Records:

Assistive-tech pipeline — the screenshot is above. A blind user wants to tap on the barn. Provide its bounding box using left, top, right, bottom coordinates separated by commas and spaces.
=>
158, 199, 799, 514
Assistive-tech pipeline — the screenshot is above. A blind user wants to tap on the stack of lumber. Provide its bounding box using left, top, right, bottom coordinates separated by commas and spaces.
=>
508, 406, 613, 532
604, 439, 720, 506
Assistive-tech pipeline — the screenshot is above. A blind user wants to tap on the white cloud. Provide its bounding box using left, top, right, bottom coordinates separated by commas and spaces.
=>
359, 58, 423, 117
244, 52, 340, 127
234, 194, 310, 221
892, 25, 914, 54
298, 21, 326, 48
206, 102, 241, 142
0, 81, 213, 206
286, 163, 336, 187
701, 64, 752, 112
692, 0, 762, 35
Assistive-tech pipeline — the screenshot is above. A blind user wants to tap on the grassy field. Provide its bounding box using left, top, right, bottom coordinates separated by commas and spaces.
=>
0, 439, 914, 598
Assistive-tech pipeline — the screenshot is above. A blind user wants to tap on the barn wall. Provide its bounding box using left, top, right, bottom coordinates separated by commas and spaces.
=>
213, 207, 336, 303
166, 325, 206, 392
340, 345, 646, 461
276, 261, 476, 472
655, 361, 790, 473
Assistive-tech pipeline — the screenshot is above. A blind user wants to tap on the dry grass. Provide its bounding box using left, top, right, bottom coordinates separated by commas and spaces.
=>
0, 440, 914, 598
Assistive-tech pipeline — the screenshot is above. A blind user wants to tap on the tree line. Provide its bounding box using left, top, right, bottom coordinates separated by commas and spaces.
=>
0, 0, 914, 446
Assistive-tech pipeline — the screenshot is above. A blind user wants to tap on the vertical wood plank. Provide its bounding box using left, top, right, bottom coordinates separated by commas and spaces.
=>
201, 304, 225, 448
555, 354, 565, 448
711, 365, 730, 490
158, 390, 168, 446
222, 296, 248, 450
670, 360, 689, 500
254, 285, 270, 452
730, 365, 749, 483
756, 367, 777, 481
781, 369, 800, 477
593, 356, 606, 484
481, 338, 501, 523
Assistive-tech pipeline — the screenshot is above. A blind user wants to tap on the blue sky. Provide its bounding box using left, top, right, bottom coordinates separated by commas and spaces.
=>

WHAT IS ASKED = How many lines in the records above contain the string "commas"? Case matters, so tally only matches with the same capitalization, and reply with the number alone.

SOLUTION = 9